### Exercise aim
Beginning with the line that holds "# test: point out the orange", set down each line of the data below through the very last, exactly as given, and nothing beyond that.

* Begin Listing *

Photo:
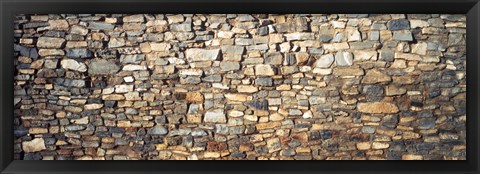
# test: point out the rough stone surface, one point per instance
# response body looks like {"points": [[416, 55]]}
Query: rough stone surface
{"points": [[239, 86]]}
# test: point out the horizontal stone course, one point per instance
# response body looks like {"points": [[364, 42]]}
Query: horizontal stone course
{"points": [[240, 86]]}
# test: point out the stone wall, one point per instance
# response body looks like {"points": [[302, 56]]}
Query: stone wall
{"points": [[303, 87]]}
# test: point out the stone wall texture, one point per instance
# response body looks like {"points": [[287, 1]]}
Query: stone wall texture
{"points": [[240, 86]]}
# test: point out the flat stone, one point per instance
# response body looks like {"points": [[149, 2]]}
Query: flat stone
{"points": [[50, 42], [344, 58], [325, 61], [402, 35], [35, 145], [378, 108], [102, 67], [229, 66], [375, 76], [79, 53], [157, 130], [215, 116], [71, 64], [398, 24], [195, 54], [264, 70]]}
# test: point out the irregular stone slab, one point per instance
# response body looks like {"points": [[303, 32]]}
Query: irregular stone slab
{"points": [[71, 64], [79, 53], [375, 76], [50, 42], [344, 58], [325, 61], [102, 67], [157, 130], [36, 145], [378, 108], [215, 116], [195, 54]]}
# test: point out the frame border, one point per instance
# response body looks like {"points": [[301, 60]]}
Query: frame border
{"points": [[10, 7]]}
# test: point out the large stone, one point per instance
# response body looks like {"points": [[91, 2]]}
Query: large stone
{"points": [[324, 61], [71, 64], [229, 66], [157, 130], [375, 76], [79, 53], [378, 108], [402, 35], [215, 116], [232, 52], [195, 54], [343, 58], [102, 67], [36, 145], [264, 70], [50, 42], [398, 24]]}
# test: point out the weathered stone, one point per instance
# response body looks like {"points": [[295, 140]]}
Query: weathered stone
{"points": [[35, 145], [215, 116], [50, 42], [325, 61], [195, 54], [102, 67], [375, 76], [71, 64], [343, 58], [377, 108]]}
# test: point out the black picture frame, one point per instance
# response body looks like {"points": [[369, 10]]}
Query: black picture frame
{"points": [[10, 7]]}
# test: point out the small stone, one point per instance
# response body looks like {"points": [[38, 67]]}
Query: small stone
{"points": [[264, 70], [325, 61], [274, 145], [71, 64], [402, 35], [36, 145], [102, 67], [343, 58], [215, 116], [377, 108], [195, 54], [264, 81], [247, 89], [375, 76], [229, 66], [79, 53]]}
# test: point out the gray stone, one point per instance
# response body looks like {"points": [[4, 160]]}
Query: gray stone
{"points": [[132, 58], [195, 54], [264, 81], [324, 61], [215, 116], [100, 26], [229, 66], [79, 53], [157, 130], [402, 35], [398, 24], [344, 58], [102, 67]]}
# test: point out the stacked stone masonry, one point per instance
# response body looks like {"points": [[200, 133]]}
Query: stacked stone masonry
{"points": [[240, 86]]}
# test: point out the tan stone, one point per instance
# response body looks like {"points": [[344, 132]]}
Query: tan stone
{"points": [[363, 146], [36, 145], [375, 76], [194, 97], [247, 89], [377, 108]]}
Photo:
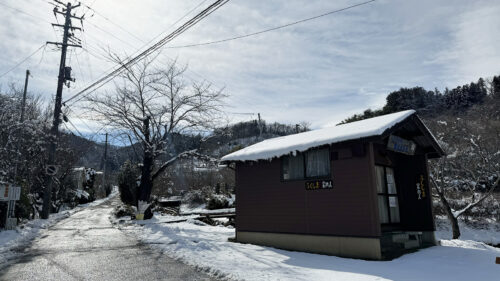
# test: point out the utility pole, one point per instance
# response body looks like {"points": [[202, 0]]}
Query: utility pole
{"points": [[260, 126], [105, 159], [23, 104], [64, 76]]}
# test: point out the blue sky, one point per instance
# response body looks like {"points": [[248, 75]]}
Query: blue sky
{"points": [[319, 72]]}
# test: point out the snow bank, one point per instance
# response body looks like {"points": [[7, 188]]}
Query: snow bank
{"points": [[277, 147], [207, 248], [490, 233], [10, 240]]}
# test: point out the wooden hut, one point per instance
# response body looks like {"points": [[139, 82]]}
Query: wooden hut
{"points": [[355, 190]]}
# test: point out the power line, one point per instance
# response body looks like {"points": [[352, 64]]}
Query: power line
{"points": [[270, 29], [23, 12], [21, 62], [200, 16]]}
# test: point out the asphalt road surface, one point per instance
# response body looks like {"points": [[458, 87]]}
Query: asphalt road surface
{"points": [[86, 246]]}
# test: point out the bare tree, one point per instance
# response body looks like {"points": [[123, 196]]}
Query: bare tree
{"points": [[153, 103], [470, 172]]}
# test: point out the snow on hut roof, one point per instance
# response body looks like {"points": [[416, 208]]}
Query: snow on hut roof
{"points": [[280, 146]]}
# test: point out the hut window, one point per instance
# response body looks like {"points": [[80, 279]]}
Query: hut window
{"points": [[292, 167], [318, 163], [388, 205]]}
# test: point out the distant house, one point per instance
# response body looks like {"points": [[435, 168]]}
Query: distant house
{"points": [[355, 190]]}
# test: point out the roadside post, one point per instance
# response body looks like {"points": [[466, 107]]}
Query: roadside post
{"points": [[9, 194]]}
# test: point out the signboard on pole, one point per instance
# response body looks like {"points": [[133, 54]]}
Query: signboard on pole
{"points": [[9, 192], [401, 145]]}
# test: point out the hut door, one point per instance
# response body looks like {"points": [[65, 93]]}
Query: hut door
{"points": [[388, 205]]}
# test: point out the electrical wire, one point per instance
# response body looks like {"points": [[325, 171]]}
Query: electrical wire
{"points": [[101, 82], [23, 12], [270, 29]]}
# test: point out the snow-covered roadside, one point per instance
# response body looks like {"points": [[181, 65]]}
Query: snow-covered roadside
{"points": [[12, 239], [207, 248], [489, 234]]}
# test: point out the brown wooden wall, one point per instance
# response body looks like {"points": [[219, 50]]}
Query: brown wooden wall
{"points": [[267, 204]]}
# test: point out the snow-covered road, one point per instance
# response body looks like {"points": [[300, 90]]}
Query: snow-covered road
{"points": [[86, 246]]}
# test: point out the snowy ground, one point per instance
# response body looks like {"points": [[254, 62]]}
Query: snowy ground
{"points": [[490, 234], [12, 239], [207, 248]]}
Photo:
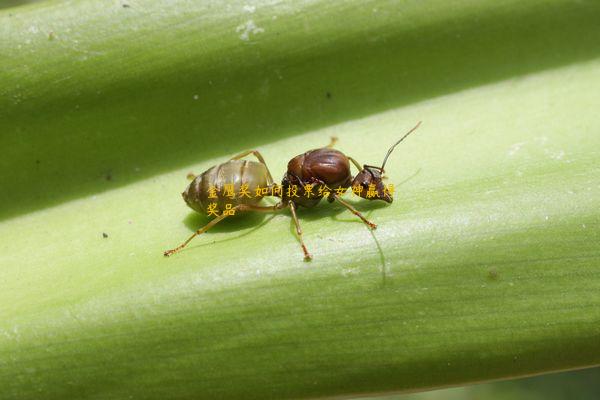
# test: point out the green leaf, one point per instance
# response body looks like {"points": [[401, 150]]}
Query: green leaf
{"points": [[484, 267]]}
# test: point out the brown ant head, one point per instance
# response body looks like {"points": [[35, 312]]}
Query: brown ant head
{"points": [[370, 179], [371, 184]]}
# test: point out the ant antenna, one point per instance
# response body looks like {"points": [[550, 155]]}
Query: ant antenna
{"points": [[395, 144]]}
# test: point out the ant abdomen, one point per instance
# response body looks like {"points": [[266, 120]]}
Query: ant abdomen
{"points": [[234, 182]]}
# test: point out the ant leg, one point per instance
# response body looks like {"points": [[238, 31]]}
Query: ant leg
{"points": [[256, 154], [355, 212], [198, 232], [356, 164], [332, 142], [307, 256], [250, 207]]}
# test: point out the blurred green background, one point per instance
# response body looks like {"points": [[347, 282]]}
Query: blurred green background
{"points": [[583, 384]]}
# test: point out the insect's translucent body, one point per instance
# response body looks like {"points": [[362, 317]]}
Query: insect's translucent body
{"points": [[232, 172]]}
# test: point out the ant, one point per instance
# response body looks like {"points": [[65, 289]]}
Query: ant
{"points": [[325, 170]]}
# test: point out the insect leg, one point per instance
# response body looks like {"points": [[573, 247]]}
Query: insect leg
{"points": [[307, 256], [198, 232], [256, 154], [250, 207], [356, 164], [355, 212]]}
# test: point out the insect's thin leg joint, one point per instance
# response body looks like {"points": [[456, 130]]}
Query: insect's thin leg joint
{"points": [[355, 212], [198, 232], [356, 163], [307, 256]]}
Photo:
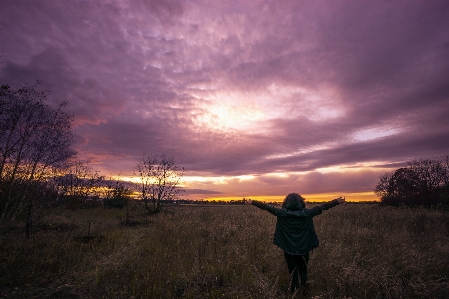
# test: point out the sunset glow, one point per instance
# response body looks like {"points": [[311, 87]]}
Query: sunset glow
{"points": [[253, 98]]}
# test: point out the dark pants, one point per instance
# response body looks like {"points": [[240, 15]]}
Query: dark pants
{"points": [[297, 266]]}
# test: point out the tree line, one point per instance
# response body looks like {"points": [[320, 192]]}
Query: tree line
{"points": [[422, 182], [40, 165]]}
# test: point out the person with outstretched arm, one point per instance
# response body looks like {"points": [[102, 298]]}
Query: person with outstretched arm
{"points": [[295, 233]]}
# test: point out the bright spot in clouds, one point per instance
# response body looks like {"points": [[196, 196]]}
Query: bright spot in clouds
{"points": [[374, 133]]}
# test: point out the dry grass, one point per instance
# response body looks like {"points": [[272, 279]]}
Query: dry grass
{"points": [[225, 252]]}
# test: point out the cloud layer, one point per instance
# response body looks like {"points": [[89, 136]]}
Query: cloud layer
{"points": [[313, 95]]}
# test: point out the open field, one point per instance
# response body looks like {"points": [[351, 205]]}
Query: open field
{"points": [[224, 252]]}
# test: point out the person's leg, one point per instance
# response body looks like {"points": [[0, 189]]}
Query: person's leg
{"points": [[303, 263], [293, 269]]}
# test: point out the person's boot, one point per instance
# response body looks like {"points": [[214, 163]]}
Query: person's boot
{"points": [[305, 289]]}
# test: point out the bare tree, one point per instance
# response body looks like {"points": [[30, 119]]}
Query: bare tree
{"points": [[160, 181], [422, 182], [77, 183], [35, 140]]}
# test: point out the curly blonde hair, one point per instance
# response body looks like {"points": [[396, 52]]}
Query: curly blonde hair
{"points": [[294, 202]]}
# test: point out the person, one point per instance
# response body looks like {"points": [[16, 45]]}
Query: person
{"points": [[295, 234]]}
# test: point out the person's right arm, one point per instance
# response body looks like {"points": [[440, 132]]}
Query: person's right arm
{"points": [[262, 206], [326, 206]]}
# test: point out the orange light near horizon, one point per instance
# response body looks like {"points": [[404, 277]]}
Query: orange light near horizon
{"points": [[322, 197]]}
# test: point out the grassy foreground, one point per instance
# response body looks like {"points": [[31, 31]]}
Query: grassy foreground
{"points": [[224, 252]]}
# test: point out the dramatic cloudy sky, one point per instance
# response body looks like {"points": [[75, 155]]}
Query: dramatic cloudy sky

* End Listing *

### Exercise answer
# test: point out the orange light near horizon, one point per instance
# response body looks like {"points": [[404, 277]]}
Query: orange light near horizon
{"points": [[322, 197]]}
# test: point out the grassy foreground, one point per instance
# response body looks like {"points": [[31, 31]]}
Query: grassy foreground
{"points": [[224, 252]]}
# test: point out the dramatic cloudy sky, one point per instance
# response body looks like {"points": [[75, 155]]}
Query: dramatic cloudy sky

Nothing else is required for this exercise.